**Directions for this task:**
Revise the records from the line containing "Scientific specimen imaging: find the black headphone" through the line containing "[155,63,214,117]" by swapping "microscope capture" for "microscope image", keeping everything else unchanged. Return only those lines.

:: Data for processing

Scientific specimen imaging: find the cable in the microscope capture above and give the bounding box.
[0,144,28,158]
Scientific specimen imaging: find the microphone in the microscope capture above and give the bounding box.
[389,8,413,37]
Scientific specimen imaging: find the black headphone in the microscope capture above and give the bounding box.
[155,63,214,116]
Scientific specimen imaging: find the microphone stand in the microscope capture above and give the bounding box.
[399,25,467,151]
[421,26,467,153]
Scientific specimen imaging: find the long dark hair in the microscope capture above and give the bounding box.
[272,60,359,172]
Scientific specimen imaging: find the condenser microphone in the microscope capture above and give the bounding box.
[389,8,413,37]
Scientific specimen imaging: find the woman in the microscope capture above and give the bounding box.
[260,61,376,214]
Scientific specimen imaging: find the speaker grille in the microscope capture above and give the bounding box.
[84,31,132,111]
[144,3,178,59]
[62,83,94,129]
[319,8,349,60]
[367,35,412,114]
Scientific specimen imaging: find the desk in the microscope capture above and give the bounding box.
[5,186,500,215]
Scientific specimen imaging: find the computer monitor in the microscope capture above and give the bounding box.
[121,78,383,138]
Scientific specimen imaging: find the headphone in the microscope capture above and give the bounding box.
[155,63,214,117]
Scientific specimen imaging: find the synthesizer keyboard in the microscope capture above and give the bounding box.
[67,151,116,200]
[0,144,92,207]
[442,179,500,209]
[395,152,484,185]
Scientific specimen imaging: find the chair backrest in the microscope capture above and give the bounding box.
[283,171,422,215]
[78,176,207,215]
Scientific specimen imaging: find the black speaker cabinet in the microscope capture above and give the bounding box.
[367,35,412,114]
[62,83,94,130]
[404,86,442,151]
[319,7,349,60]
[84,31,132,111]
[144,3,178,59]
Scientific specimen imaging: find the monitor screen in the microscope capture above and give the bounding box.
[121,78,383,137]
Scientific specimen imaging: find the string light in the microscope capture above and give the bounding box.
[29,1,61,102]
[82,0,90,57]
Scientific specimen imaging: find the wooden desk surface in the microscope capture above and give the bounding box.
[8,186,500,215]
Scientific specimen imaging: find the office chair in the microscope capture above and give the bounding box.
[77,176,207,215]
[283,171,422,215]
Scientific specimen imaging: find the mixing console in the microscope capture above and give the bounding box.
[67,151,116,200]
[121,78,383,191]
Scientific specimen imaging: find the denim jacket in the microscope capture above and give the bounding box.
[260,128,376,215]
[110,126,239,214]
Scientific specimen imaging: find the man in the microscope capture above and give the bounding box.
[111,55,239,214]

::::

**Answer to the task:**
Scientific specimen imaging: find the black headphone in the microscope image above and give the bounding box.
[155,63,214,116]
Scientific specimen imaging: find the microphone stand in the microscope image above and give the bounding box.
[399,25,467,151]
[421,26,467,153]
Scientific specimen imaging: find the long dark hair in the microscope image above and give the bounding box.
[272,60,359,172]
Scientific specimen imaging: find the condenser microphone in the microscope image above and give the bounding box.
[389,8,413,37]
Scientific specimen imaging: find the woman in the microscope image above and give the bounding box.
[260,61,376,214]
Scientific specimen imaging: find the speaker grille in the microscope image above and give the bounding box.
[84,31,132,111]
[144,3,178,59]
[62,83,94,129]
[319,8,349,60]
[367,35,412,114]
Scientific specimen imaging: find the desk in the microscope image above and give the bounding box.
[5,186,500,215]
Scientific specimen imaging: find the computer monitor in the microscope image above and give the bounding box.
[121,78,383,138]
Scientific specimen imaging: find the headphone in the microscope image above and give the bounding box.
[155,63,214,117]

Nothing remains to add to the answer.